_To do_
Go through the records and extract every line with the word "forearm".

□ □ □

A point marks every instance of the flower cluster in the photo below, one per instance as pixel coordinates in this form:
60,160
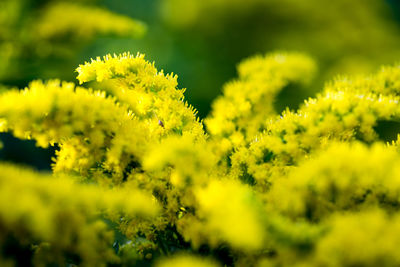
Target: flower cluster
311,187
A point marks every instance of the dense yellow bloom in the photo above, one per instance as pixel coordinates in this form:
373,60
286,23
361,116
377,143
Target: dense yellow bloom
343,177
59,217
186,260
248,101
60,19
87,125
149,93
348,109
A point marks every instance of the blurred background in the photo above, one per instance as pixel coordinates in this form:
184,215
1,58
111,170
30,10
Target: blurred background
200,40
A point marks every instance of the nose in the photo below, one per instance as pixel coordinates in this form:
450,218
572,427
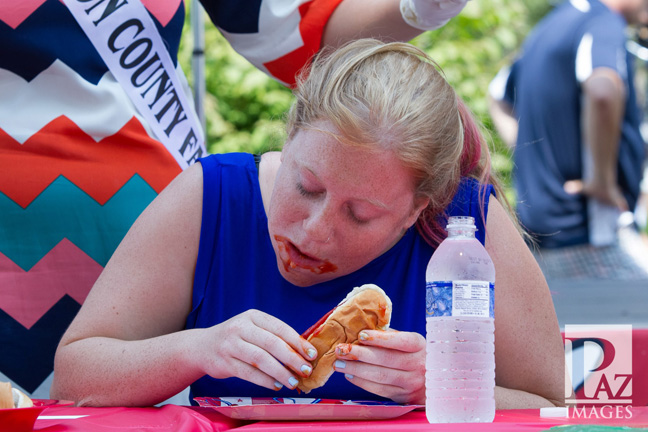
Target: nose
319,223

□ □ □

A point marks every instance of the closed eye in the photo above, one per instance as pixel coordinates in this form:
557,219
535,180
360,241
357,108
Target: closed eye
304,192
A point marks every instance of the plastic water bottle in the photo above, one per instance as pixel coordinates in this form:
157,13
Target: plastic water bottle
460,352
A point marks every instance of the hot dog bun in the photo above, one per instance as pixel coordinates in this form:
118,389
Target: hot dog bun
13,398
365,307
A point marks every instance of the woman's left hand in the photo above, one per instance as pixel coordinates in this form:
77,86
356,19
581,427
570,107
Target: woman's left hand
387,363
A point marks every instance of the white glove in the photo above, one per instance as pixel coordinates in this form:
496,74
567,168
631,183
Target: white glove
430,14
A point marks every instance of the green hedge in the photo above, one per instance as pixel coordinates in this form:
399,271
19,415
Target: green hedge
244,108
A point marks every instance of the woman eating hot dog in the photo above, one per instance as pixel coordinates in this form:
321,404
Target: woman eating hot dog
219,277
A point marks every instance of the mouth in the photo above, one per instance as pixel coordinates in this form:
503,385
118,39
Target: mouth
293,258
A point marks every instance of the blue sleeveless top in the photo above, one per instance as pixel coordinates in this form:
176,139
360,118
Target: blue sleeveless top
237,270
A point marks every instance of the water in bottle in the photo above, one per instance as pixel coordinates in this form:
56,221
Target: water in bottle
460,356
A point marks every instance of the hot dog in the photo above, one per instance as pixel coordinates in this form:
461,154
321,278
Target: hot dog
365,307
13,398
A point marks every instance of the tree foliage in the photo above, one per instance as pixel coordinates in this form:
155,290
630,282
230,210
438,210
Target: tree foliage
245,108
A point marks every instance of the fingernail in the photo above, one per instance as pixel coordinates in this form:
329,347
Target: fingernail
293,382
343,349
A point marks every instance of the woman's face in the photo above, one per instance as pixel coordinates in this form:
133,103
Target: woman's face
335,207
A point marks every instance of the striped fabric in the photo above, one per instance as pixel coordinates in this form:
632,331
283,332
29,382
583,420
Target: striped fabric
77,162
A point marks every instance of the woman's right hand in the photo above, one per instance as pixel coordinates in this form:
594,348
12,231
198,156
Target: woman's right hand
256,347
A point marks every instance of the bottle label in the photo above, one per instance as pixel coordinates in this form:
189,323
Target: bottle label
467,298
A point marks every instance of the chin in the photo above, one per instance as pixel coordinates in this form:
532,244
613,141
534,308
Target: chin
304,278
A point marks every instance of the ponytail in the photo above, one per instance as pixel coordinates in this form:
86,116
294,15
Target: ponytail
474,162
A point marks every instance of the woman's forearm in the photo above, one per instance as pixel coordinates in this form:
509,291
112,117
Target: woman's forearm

□ □ □

_Response below_
A point marks every instance of the woman's forearm in the photo above, one per instance as pixel coordinates in this form:
Target: woman's forearm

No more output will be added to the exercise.